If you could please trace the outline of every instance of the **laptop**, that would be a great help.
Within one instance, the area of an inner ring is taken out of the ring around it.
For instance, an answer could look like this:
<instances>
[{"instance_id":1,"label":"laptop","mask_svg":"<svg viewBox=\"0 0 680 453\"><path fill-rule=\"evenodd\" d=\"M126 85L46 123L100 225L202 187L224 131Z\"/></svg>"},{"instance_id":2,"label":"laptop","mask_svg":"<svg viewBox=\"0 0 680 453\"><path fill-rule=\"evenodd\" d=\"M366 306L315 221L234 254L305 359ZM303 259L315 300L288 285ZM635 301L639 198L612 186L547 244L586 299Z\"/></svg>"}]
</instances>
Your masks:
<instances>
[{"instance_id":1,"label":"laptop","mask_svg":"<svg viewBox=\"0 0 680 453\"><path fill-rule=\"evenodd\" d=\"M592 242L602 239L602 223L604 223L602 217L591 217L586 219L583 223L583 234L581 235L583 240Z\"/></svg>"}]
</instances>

* * * * *

**Task directions:** Reproduce the row above word for word, changing no character.

**Written answer:**
If you could please trace the outline of every instance of the **laptop**, that would be a great help.
Within one instance, the area of an inner ring is taken out of the ring around it.
For instance, an answer could look like this:
<instances>
[{"instance_id":1,"label":"laptop","mask_svg":"<svg viewBox=\"0 0 680 453\"><path fill-rule=\"evenodd\" d=\"M126 85L46 123L100 225L202 187L224 131Z\"/></svg>"},{"instance_id":2,"label":"laptop","mask_svg":"<svg viewBox=\"0 0 680 453\"><path fill-rule=\"evenodd\" d=\"M366 306L315 221L234 254L305 359ZM303 259L315 300L288 285ZM635 301L639 198L612 186L547 244L586 299Z\"/></svg>"}]
</instances>
Your masks:
<instances>
[{"instance_id":1,"label":"laptop","mask_svg":"<svg viewBox=\"0 0 680 453\"><path fill-rule=\"evenodd\" d=\"M592 242L602 239L602 223L604 223L602 217L591 217L586 219L583 223L583 234L581 235L583 240Z\"/></svg>"}]
</instances>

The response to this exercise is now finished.